** Start of DATASET RECORDS **

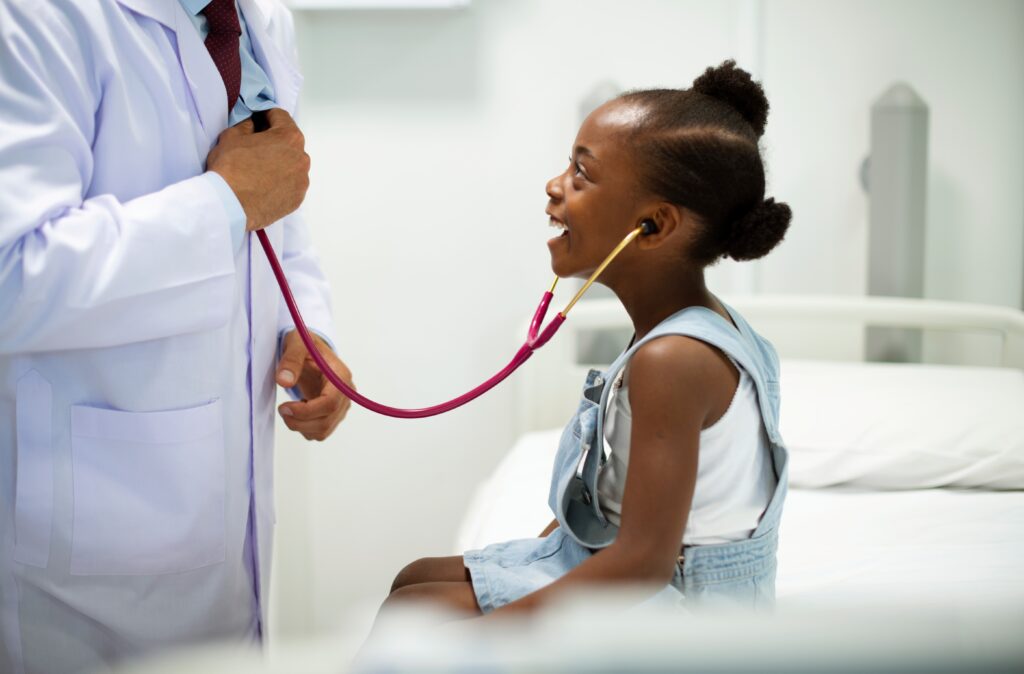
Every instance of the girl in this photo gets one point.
(691, 493)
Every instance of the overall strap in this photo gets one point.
(742, 345)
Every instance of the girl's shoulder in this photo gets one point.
(675, 374)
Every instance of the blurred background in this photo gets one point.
(432, 132)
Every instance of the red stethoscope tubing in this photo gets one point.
(537, 337)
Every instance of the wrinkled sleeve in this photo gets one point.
(94, 271)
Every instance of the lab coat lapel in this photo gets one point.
(204, 80)
(283, 72)
(161, 10)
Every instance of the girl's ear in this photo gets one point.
(667, 219)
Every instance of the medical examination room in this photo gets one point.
(326, 329)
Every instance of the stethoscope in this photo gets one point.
(536, 336)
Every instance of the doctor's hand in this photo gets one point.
(267, 171)
(323, 406)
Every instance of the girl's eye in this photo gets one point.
(577, 169)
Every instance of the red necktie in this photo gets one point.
(222, 43)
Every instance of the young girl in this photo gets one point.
(691, 493)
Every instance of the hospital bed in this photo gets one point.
(901, 545)
(906, 479)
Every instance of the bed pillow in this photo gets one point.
(902, 426)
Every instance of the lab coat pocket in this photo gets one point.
(148, 491)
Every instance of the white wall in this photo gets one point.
(432, 134)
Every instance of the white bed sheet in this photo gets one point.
(955, 548)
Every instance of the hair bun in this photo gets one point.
(735, 87)
(756, 234)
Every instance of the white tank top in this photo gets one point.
(735, 478)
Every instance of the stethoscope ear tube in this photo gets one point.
(537, 337)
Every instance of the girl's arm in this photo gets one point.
(675, 382)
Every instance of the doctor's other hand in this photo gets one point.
(323, 406)
(267, 171)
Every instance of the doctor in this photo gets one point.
(140, 326)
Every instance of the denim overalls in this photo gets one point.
(740, 573)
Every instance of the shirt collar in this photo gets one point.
(195, 6)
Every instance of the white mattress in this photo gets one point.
(960, 548)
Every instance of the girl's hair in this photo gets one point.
(698, 149)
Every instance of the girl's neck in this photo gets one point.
(648, 308)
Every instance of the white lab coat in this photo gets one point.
(137, 345)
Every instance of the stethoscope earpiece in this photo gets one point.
(537, 336)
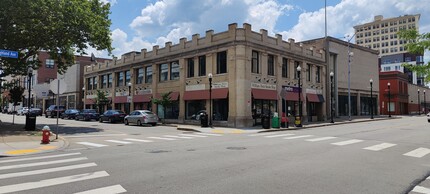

** End of DATASET RECORDS **

**AIM:**
Rewrite all of the records above, replacing each "gets one point" with "receives a single point" and leaving everything else unchanged. Leave the pictures out.

**RESPONSE FOR THIS EXERCISE:**
Every instance of the girl in this photo receives a single point.
(691, 493)
Every instance of the overall strap in this photo receives a single point.
(742, 345)
Every instance of the girl's shoulder in this photo receives a single point.
(675, 374)
Every instance of the blurred background in this photo receives a single point.
(432, 132)
Every instance of the red stethoscope tubing in this photo receives a single point.
(537, 337)
Every instance of the wrinkled sleeve in this photo receives a single point.
(94, 271)
Every instance of the lab coat lapel in this photo receives a single point.
(204, 80)
(283, 72)
(161, 10)
Every instance of the girl's ear in this photo receives a single point.
(667, 219)
Every instance of the medical examination room in this photo receives a single point.
(326, 329)
Every instance of the stethoscope in this photo receives a single point.
(536, 336)
Every instance of the doctor's hand in this photo receives a single point.
(267, 171)
(323, 406)
Every instance of the girl's eye in this photo receives a single point.
(577, 169)
Every instance of the red necktie in this photo receives a single point.
(222, 43)
Every instance of the young girl in this photo receives a single point.
(691, 493)
Every instance of the hospital bed in this photo receives a single point.
(901, 545)
(906, 479)
Every instance of the bed pillow in this photo receives a single point.
(902, 426)
Every instance of the lab coat pocket in this photo receives a single point.
(148, 491)
Every instance of the white wall in this photo receives a single point.
(432, 134)
Every instance of the white bed sheet in this photo receives a single point.
(955, 548)
Every instance of the hair bun in this photo receives a single point.
(735, 87)
(756, 234)
Every instance of the white tank top in this photo receives a single point.
(735, 478)
Every instance of the stethoscope ear tube in this photo receives a single point.
(537, 337)
Every instance of the girl's arm in this photo receives a single point.
(675, 382)
Every instance of the doctor's other hand in this photo receives a single point.
(323, 406)
(267, 171)
Every instance of the doctor in this photo receives a single point.
(140, 326)
Every instance of the denim overalls in this photo receives a single point.
(740, 573)
Every instance of the shirt collar in this photo receives a single point.
(195, 6)
Every instance of the white mattress in this photo receives a single point.
(960, 548)
Every instance of the girl's hair in this photo receives a single point.
(698, 149)
Every instance of the girl's neck in this photo receives a single point.
(648, 308)
Every instance of the white lab coat in this photo receives a single point.
(137, 345)
Every instance of the stethoscope earpiece in this photo receives a single point.
(537, 336)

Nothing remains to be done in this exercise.